**Directive**
Please copy the listing below from the line containing "Category: view through window" through the end of the listing, replacing "instance" with "object" and leaving everything else unchanged.

━━━━━━━━━━

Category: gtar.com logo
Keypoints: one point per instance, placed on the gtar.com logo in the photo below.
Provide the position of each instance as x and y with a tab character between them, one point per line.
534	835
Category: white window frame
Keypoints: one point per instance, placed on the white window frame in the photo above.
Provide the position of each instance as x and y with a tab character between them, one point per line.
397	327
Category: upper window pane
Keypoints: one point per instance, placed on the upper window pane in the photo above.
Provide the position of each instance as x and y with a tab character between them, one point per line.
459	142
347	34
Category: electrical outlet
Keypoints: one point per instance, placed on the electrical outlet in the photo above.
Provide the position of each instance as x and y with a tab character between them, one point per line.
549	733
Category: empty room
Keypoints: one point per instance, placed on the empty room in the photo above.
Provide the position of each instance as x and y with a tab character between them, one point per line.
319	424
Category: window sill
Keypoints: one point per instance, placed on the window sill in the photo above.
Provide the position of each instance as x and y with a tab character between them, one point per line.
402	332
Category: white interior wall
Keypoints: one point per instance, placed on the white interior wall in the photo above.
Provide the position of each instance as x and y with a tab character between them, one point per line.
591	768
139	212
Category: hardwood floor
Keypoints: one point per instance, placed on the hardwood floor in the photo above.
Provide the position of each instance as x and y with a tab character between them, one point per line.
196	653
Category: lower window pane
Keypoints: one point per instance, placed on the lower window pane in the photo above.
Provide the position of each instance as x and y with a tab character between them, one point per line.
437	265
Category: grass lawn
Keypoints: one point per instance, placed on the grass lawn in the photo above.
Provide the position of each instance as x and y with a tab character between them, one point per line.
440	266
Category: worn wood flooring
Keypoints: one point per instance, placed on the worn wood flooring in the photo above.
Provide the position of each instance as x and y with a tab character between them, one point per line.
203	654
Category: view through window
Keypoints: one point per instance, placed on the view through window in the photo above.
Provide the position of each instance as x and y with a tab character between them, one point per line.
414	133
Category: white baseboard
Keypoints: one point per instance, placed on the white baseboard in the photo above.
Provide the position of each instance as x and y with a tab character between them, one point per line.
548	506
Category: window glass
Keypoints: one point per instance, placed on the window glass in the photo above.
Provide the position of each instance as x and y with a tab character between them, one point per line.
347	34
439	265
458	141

━━━━━━━━━━

**Exercise response**
Category: view through window
Keypoints: one point per object, placed on the view through window in the photo above.
Provide the position of each object as x and y with a tab character between them, one point per line.
414	133
Category: white baseboard
Keypoints: one point per object, placed on the white baseboard in the photo above.
Provide the position of each object as x and y with a tab character between them, one point per line.
548	506
Category: window glass
Keypoints: one point per object, placed on the window glass in the photo above.
Provide the position of each object as x and y with a tab character between them, one point per line.
347	34
439	265
458	141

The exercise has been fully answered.